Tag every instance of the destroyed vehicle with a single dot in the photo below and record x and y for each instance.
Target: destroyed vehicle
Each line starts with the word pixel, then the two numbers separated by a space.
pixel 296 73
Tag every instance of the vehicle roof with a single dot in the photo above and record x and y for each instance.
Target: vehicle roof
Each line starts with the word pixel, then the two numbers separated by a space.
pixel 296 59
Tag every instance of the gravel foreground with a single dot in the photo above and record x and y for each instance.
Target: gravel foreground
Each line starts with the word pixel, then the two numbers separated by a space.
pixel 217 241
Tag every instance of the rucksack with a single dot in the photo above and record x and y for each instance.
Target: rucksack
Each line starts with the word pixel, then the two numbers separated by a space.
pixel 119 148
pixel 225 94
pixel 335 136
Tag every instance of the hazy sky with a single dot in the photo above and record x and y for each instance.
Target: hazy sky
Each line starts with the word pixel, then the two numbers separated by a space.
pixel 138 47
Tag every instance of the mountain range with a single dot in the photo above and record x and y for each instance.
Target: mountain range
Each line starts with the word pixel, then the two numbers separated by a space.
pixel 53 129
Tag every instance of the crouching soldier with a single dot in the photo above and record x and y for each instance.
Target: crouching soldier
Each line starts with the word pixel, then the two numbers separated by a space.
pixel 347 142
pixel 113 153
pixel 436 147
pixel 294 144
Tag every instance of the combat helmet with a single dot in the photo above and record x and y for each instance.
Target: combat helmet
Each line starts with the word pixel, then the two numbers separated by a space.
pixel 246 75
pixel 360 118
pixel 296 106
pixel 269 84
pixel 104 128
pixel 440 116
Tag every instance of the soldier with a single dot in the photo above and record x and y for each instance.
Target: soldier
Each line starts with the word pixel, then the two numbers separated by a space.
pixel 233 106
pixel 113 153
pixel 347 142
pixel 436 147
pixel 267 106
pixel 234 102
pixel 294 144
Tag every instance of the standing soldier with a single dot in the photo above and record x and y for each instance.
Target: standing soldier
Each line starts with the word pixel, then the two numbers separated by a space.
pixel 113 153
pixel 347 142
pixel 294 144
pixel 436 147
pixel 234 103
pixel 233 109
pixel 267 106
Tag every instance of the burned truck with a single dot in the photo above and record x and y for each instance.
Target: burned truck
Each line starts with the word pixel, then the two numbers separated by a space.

§ What you will do: Collect each line above holding the string "hazy".

§ Solution to this task:
Tag every instance of the hazy sky with a single dot in the photo above and record x and y for each instance.
Target: hazy sky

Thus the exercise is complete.